Set problem A:
Select every line in the entries that contains the word "wooden", matching case exactly.

A topological space is separable iff it has a countable dense subset.
If [itex]\mathcal{X}[/itex] is a normed vector space and f is a linear functional on this space, we define:
[tex]||f||_* =_{def} \mbox{sup} _{||x|| = 1}|f(x)|[/tex]
If [itex]||f||_*[/itex] is finite, we say that f is bounded and we write [itex]\mathcal{X}^*[/itex] to denote the set of bounded linear functionals. We call it the dual of [itex]\mathcal{X}[/itex]. [itex]||.||_*[/itex] defines a norm on the set of bounded linear functionals, and as before, we will omit the subscript [itex]_*[/itex] when there is no chance of confusion.
Having given defined the vector space [itex]\mathcal{X}^*[/itex] and given it a norm, we can apply the above definitions to [itex]\mathcal{X}^*[/itex] itself to get a normed vector space [itex](\mathcal{X}^*)^*[/itex]. This "double dual" is always a complete space. If [itex]x \in \mathcal{X}[/itex], define [itex]\hat{x} : \mathcal{X}^* \to \mathbb{C}[/itex] by [itex]\hat{x}(f) = f(x)[/itex]. The map [itex]x \mapsto \hat{x}[/itex] is a linear, norm-preserving map from [itex]\mathcal{X}[/itex] into [itex](\mathcal{X}^*)^*[/itex]
Useful fact
If [itex]\mathcal{X}[/itex] is Banach, the range of [itex]x \mapsto \hat{x}[/itex] is closed in [itex](\mathcal{X}^*)^*[/itex].
Problems
1. If [itex]\mathcal{M}[/itex] is a proper closed subspace, prove that for any [itex]\epsilon > 0[/itex] there exists [itex]x \in \mathcal{X}[/itex] such that [itex]||x|| = 1[/itex] and
[tex]||x+\mathcal{M}|| \geq 1 - \epsilon[/tex]
2. If [itex]\mathcal{M}[/itex] is a finite-dimensional subspace prove there is a (topologically) closed subspace [itex]\mathcal{N}[/itex] such that
i) [itex]\mathcal{M} \cap \mathcal{N} = \{ 0\}[/itex] and
ii) [itex]\{ m + n : m \in \mathcal{M},\ n \in \mathcal{N} \} = \mathcal{X}[/itex]
3. [itex]\mathcal{X}[/itex] is a Banach and [itex]\mathcal{X}^*[/itex] is separable. Prove that [itex]\mathcal{X}[/itex] is separable too.

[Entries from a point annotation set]
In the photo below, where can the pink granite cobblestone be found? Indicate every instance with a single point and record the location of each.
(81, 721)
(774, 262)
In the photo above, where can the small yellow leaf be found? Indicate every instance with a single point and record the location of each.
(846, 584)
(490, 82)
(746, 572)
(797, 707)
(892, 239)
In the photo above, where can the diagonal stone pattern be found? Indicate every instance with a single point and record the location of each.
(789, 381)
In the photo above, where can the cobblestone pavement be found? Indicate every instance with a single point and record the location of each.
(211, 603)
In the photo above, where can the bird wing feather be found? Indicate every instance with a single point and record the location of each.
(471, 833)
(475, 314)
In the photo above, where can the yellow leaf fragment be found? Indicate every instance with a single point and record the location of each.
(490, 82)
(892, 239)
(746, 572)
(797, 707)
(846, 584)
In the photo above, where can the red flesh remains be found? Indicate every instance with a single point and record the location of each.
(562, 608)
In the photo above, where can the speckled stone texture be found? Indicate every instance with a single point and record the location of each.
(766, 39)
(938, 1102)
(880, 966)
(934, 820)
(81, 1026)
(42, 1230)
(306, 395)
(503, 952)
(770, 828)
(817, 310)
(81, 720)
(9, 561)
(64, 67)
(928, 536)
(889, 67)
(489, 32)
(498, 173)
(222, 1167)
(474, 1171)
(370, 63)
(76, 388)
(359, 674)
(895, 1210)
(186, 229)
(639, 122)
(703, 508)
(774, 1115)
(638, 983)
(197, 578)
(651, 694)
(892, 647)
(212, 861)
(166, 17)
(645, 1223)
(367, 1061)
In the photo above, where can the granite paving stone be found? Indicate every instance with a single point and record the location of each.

* * *

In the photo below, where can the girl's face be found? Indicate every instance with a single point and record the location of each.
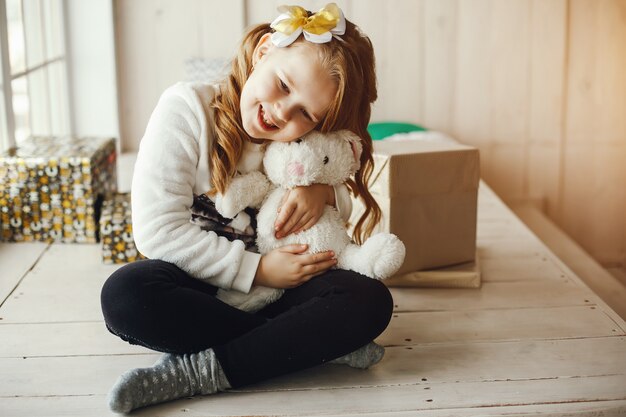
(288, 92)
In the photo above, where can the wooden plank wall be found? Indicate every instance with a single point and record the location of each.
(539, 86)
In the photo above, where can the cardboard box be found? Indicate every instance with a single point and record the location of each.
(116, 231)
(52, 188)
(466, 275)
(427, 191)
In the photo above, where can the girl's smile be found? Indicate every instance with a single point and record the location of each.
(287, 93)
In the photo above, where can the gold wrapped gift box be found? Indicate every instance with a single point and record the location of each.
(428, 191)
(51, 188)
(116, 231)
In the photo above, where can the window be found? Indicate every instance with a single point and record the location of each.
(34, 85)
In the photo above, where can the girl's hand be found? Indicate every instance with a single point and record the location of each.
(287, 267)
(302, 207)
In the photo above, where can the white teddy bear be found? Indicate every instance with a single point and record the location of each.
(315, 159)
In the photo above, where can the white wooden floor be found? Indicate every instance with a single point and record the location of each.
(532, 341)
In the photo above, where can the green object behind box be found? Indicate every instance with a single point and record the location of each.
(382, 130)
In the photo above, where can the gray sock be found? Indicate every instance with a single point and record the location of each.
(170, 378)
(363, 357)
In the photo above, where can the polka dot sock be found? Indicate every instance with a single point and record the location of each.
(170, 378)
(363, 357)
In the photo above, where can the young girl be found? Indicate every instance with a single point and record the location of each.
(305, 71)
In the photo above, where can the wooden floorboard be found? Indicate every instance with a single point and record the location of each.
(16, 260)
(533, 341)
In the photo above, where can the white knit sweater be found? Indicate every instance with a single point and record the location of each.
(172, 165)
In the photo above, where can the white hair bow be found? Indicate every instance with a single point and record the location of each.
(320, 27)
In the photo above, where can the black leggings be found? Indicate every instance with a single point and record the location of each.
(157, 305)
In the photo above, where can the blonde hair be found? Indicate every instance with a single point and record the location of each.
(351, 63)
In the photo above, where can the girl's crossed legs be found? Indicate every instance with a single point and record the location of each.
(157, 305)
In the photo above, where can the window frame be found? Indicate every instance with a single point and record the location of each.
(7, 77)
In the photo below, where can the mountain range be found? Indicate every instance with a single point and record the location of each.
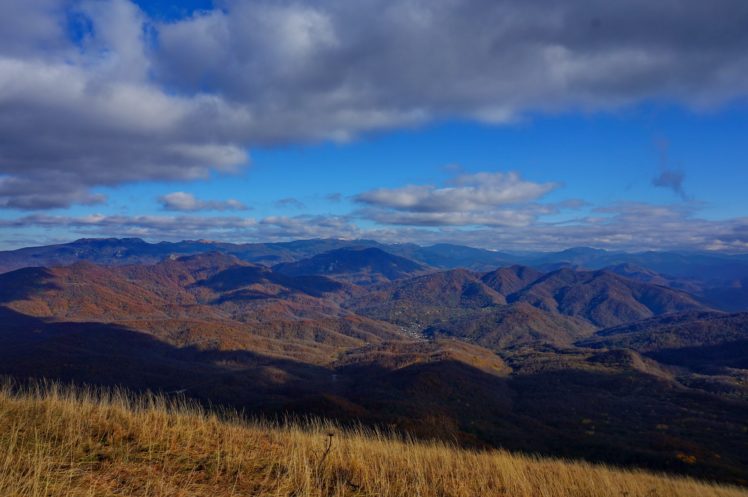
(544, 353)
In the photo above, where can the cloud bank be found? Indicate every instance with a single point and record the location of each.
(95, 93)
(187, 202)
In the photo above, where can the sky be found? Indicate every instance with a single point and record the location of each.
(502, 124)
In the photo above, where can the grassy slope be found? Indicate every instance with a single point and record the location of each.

--

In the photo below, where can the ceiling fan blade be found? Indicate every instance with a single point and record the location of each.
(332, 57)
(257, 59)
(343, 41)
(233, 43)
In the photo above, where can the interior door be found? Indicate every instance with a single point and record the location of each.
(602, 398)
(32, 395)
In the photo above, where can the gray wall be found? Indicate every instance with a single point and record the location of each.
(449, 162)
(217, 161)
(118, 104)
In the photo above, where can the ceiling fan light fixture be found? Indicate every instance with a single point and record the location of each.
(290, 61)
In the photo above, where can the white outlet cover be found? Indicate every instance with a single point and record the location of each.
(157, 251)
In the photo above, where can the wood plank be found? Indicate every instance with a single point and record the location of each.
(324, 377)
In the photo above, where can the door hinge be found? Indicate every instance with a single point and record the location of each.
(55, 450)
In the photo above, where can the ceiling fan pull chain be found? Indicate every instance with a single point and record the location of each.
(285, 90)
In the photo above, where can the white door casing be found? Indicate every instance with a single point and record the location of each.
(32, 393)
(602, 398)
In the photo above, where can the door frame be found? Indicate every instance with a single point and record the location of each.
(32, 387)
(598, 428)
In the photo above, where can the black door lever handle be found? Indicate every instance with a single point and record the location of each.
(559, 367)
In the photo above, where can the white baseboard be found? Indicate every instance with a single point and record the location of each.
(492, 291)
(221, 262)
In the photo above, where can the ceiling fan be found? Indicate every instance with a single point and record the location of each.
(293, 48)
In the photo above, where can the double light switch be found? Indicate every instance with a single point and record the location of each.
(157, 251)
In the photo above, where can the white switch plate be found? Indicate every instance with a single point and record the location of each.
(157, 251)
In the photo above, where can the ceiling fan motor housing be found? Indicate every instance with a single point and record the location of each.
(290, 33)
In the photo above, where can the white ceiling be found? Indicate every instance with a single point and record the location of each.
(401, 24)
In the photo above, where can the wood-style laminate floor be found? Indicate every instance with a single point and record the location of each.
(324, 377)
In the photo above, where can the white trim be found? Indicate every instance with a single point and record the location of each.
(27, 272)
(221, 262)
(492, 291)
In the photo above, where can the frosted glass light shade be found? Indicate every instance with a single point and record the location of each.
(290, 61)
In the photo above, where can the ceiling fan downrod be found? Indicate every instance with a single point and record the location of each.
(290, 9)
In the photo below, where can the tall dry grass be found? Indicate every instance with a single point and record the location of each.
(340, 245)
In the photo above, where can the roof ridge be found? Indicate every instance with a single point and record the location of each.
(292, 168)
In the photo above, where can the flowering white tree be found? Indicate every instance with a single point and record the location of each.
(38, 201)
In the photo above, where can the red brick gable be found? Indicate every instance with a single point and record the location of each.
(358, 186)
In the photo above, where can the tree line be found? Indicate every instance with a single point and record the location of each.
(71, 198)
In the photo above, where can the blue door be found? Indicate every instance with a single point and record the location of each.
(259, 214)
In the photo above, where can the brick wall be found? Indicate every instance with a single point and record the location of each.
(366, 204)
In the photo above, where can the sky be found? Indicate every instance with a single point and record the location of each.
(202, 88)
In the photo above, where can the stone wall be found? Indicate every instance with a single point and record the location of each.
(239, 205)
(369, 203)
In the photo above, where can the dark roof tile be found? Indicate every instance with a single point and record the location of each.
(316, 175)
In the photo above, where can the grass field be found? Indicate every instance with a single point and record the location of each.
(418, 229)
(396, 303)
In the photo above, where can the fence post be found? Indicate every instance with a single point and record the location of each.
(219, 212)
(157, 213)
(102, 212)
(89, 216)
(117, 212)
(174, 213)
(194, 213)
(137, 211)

Set problem B:
Answer these questions from the passage on normed spaces and their duals:
(i) What must a topological space have to be called separable?
(ii) When is a linear functional f called bounded?
(iii) What kind of space is the "double dual" always said to be?

Worked answer A:
In the photo above, where can the wooden plank wall be found? Indicate every instance with a single point and record the location of each.
In the photo above, where can the white wooden floor be found? Indicate every instance with a single point and record the location of each.
In the photo above, where can the wooden floorboard be found? Indicate every instance with a single point and record the location of each.

Worked answer B:
(i) A countable dense subset.
(ii) When its norm ||f||_* is finite.
(iii) A complete space.